Your goal: Repeat the listing exactly. Do not carry over any pictures.

^^^^^^^^^^^^^^^^

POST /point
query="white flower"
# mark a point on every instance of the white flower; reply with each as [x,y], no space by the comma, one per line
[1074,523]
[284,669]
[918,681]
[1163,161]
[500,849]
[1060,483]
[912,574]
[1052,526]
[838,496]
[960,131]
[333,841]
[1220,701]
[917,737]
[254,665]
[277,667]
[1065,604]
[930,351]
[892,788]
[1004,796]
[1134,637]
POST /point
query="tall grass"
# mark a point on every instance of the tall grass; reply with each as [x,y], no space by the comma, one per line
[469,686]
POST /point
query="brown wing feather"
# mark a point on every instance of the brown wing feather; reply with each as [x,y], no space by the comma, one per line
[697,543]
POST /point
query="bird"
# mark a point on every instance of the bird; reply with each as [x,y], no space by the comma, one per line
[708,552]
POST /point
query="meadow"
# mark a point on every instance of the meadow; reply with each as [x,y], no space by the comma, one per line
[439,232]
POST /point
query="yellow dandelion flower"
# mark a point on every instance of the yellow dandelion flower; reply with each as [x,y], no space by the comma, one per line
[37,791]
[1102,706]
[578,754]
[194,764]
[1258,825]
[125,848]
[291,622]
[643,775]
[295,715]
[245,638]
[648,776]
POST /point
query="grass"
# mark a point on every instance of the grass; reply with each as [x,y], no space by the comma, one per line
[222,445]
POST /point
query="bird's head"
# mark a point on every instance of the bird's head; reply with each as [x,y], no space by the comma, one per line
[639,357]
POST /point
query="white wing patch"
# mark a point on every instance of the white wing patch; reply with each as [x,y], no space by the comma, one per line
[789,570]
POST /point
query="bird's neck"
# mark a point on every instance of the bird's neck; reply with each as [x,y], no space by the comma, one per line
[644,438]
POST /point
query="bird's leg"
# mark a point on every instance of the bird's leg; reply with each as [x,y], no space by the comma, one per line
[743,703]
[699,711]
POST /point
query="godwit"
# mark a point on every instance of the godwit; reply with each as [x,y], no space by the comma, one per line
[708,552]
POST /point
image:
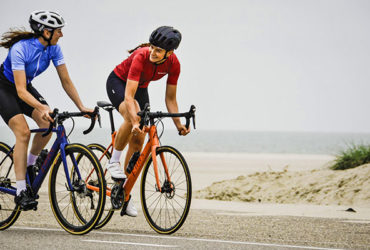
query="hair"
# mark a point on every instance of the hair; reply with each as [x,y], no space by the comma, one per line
[140,46]
[12,36]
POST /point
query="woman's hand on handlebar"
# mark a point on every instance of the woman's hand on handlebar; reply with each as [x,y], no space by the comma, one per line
[45,113]
[136,129]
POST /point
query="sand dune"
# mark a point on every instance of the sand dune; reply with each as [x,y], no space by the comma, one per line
[318,186]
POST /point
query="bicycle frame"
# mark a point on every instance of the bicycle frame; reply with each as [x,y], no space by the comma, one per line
[59,146]
[150,148]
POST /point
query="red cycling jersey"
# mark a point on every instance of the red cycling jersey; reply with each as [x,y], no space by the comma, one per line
[137,67]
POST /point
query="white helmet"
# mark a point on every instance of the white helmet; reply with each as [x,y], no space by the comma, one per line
[41,19]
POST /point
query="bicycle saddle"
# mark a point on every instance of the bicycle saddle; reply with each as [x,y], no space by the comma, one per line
[105,105]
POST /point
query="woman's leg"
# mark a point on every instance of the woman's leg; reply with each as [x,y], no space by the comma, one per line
[39,141]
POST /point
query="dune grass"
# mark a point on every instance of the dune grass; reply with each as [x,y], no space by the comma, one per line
[354,156]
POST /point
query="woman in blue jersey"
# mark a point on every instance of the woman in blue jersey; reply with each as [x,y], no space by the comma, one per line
[29,55]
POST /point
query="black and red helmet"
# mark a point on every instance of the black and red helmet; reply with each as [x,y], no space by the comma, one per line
[165,37]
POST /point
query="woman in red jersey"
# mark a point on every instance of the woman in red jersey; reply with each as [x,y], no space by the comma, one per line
[127,90]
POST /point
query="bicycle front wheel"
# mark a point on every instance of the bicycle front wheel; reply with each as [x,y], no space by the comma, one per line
[167,210]
[104,157]
[78,207]
[9,212]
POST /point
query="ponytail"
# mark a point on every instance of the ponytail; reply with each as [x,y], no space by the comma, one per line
[140,46]
[13,36]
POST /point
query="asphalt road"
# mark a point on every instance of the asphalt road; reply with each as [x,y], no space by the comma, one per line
[203,229]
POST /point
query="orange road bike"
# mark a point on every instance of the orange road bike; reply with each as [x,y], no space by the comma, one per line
[165,182]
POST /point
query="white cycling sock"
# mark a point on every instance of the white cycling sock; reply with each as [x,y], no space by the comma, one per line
[21,185]
[116,156]
[31,160]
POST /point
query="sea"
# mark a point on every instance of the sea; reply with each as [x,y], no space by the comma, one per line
[232,141]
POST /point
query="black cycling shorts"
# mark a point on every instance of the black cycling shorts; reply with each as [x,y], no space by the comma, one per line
[116,92]
[11,104]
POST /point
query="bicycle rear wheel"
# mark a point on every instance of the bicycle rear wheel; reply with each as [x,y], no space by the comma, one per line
[9,212]
[79,209]
[166,211]
[104,159]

^^^^^^^^^^^^^^^^

Result of the exercise:
POST /point
query="white flower"
# mark a point on every instance of the white flower; reply with each as [x,y], no space by the comma, one per line
[1074,523]
[284,669]
[918,681]
[1163,161]
[500,849]
[1060,483]
[912,574]
[1052,526]
[838,496]
[960,131]
[333,841]
[1220,701]
[917,737]
[254,665]
[277,667]
[1065,604]
[930,351]
[892,788]
[1004,796]
[1134,637]
POST /point
query="tall grass"
# mark a point on every instance of the tall grass; reply with each as [x,y], no space by the comma, one per line
[469,686]
POST /point
query="brown wing feather"
# mark a point on every instance of the brown wing feather; reply with each as [x,y], no space by the comma, one per line
[697,543]
POST /point
query="bird"
# mark a point on every instance of the bird; reply with each as [x,y], no space by the comma, one per line
[708,552]
POST /point
query="meadow"
# mark a point on every instance of the meadow; reply with each as [x,y], no space by the comma, one per line
[439,232]
POST /point
query="yellow dandelion flower"
# mark a point on every instance of the yellow dandelion flower; reply with each as [x,y], no space by the comma, one per line
[37,791]
[1102,706]
[578,754]
[194,764]
[1258,825]
[125,848]
[291,622]
[643,775]
[295,715]
[245,638]
[648,776]
POST /point
query="grass"
# mark a point on every instance of the grass; reply with each as [x,y], no space by the comma, one per line
[222,445]
POST /point
query="bird's head"
# mark a point on every instance of the bird's head; reply with each as [x,y], no space by the comma, one per line
[639,357]
POST /point
query="white wing patch"
# mark a point on every instance of the white wing patch; reply with each as [x,y], no space by the comma, one per line
[789,570]
POST /point
query="bird's neck"
# mark a point on every instance of the bird's neck; reply with each as [x,y], no space by the comma, one per line
[644,438]
POST /point
query="bird's leg"
# mark a point on every instance of the bird's leg; reply with each as [x,y], no space by the comma, one per line
[743,703]
[699,711]
POST /point
query="godwit"
# mark a point on every instance of the godwit; reply with each as [x,y], no space by the comma, one per line
[708,552]
POST /point
image:
query="hair"
# mark a point on every instance of the hair; reply with each as [x,y], no space by the comma, one per line
[140,46]
[12,36]
POST /point
query="woman's hand on handlebar"
# mark a point on every instance of the woman's hand on handlebar; reply with each as [x,y], no space by the comma, one per line
[45,113]
[136,129]
POST /point
query="sand dune"
# mark a point on every instance of the sand dune; reply with each as [x,y], no space by the comma, one per line
[318,186]
POST /point
query="bicycle frame"
# mark a point on every instance of the bicycle frame; reply with each as [x,y], no space by the comma, one per line
[59,146]
[150,148]
POST /point
query="red cycling jersey"
# mark a point on every instance of the red cycling jersey; reply with each as [x,y], no space by the comma, one per line
[137,67]
POST /point
query="white helmet"
# mark a point on every instance of the white helmet; reply with each as [x,y], no space by the comma, one per line
[41,19]
POST /point
query="bicycle saddle"
# mark a point on every instance of the bicycle saddle; reply with each as [x,y], no space by the comma, one per line
[105,105]
POST /point
query="woman's leg"
# mark a point on every instance of the woman's leg; reply with each as [x,y], no space by the comma, one per line
[39,141]
POST /point
query="dune grass"
# mark a point on every instance of the dune grass; reply with each as [x,y], no space by the comma, one per line
[354,156]
POST /point
query="woman in blue jersey"
# mark a point on every instance of the woman in blue jersey; reply with each as [x,y], no space by the comma, one per line
[29,55]
POST /point
query="black and red helmet"
# mark a point on every instance of the black and red helmet; reply with each as [x,y], no space by the comma, one per line
[165,37]
POST /point
query="woman in red jersey"
# mark a point on every instance of the woman in red jersey; reply with each as [x,y], no space by the comma, one per line
[127,90]
POST /point
query="bicycle front wheel"
# mark a point on every instance of the bicycle front wheel; reply with each as [x,y], no space by the comma, one per line
[167,210]
[104,157]
[78,207]
[9,212]
POST /point
query="ponytail"
# mark a point on every instance of the ponytail; reply with each as [x,y], no space by the comma, one per line
[140,46]
[13,36]
POST /point
query="asphalt road"
# mark a point on every instance of the asphalt road; reply with each as [x,y], no space by the comma, one per line
[203,229]
POST /point
query="orange road bike"
# mark a point on every instance of the orange road bike; reply with each as [x,y], no space by the comma, one per line
[165,182]
POST /point
query="white cycling sock"
# mark a point on every instance of the white cycling sock; reply with each as [x,y], no space by the comma, one per line
[21,185]
[116,156]
[31,160]
POST /point
query="sea"
# mark a point on every instance of the sea; reply with each as [x,y], no space by the comma, one per line
[232,141]
POST /point
query="black cycling shorts"
# mark a point on every instance of the black cycling shorts; reply with each as [x,y], no space by the comma, one per line
[116,92]
[11,104]
POST /point
query="bicycle rear wheel"
# mark a point on every instance of the bicycle rear wheel; reply with each as [x,y], no space by the comma, one per line
[9,212]
[79,209]
[166,211]
[104,159]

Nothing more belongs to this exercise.